### PROBLEM 1
List each line printed under "Output:" in the forum thread about passing C++ function parameters by value and by reference.

### QUOTED TEXT
'''

Hello,

Could anyone explain details about three different case and output. Here is the code and output:

#include <stdio.h>


void foo(int n)
{
n = 6;
}

void fooWithRef(int& n)
{
n = 6;
}

int main()
{
int n;
foo(n);
printf("Case_1 Result: %d \n", n);

n = 4;
foo(n);
printf("Case_2 Result: %d \n", n);

fooWithRef(n);
printf("Case_3 Result: %d", n);
}

Output:
Case_1 Result: 134521641
Case_2 Result: 4
Case_3 Result: 6

Please discuss the reasons about the different outputs.

Thanks.

In case 1 n is uninitialized, so you're printing whatever random garbage was at that memory location. In case 2 n is initialized, but once again foo() doesn't change it, so the value remains 4. In case 3, fooWithRef() does change the value of n, so you get the new value.

The difference is that foo() makes a copy of the value you pass while fooWithRef() creates an alias to the object. It can help to see that function parameters are not the same thing as the arguments by not naming them the same:

void foo(int value)
{
    value = 6;
}
void fooWithRef(int& alias)
{
    alias = 6;
}

In practice, what's happening is closer to this:

int main()
{
    int n;

    {
        int __temp = n;
        foo(__temp);
    }
    printf("Case_1 Result: %d \n", n);

    n = 4;
    {
        int __temp = n;
        foo(__temp);
    }
    printf("Case_2 Result: %d \n", n);

    {
        int& __temp = n;
        fooWithRef(__temp);
    }
    printf("Case_3 Result: %d", n);
}

So as long as you understand that a reference is an alias for an object and changes to the alias also change the original, while a non-reference doesn't alias the object and only copies the value, the behavior is perfectly reasonable. :)

Hi,
Thanks for reply.
I have some ideas about it. Please let me know is it right or not.
case_1: n is uninitialize and the foo() does not return any value. So it prints a garbage value.
case_2: n is initialize but foo() does not return any value. so it prints the initialized value.
case_3: The fooWithRef() defines n as a int reference. So it takes the n object's reference and replace value by 6. The result comes 6, because the address contains a valid value instead of garbage value.

Am I right? Any comment appreciated.

Two nitpicks:

  1. We're not talking about return values here, we're talking about parameters and arguments.
  2. A reference is not the same thing as a pointer (though it may be implemented as a pointer under the hood).

'''

### A block of data
'''

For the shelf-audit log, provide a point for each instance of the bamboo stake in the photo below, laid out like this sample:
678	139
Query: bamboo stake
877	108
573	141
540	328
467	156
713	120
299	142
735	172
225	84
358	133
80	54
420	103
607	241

'''

### PROBLEM 2
How many lines of the records contain the string "bamboo"? Give only the number.

### TASK SOLUTION 1
Case_1 Result: 134521641
Case_2 Result: 4
Case_3 Result: 6

### TASK SOLUTION 2
2